* _Document extract_:
______

How Condensation on Walls Affects Your Home and How to Solve it
Posted on April 7, 2017 at 12:31 pm
One of the banes of a home owner’s life can be condensation on the walls. Not only does it look unsightly but it can also cause much more serious problems such as damaged window frames and damp problems. Of course, these problems become worse and worse with time. The best thing to do is to fix them as soon as possible.Below are some of the causes and solutions of condensation on walls and how it can affect you and your home.
The main difficulty in tracing condensation is distinguishing it from penetrating damp. condensation on walls is caused when moisture in the air meets a cold surface. Obviously, rooms where steam gathers – bathrooms and kitchens – are most prone to it, particularly the outside walls, which are more likely to be cold.
There is an easy test for whether damp on a wall is caused by condensation. Dry a small patch with a cloth and fasten a little piece of glass to it, bedded on a ring of putty. Leave the glass until it mists up, then see if the mist is on the inside – in which case, it’s penetrating damp – or on the outside – in which case, it’s condensation.

______

* _Provided material_:
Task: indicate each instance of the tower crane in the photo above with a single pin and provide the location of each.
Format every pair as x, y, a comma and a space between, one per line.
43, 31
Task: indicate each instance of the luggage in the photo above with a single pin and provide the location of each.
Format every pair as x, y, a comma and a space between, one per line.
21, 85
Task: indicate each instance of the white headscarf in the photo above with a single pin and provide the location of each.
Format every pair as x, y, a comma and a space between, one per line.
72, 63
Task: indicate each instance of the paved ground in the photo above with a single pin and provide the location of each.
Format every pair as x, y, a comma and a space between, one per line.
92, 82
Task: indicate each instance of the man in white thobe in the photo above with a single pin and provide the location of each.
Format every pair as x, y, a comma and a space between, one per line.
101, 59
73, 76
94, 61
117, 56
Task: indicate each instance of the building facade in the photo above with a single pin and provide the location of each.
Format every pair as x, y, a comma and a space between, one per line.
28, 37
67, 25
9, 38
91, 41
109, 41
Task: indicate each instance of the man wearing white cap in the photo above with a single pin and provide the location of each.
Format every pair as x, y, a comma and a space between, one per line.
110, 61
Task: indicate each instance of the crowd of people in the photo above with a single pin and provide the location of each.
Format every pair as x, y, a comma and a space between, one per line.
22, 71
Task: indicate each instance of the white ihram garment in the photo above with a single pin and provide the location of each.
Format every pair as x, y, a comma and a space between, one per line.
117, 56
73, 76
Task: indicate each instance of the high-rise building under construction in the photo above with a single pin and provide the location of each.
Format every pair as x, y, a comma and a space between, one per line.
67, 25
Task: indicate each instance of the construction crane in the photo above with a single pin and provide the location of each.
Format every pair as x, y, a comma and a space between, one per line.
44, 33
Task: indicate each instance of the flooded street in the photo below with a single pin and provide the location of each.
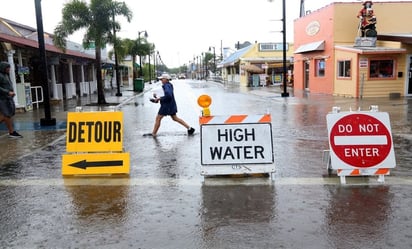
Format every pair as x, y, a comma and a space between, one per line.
166, 203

______

* _Jobs_:
**1)** Answer these questions about the condensation article:
(a) Which two kinds of room does it name as most prone to condensation?
(b) In the glass test, what is the glass bedded on?
(c) What two serious problems does it say condensation can cause?
**2)** Revise the passage of the condensation article starting at "How Condensation on" and ending at "to be cold.", changing "unsightly" to "ugly".

* _The answers_:
**1)**
(a) Bathrooms and kitchens.
(b) A ring of putty.
(c) Damaged window frames and damp problems.

**2)**
How Condensation on Walls Affects Your Home and How to Solve it
Posted on April 7, 2017 at 12:31 pm
One of the banes of a home owner’s life can be condensation on the walls. Not only does it look ugly but it can also cause much more serious problems such as damaged window frames and damp problems. Of course, these problems become worse and worse with time. The best thing to do is to fix them as soon as possible.Below are some of the causes and solutions of condensation on walls and how it can affect you and your home.
The main difficulty in tracing condensation is distinguishing it from penetrating damp. condensation on walls is caused when moisture in the air meets a cold surface. Obviously, rooms where steam gathers – bathrooms and kitchens – are most prone to it, particularly the outside walls, which are more likely to be cold.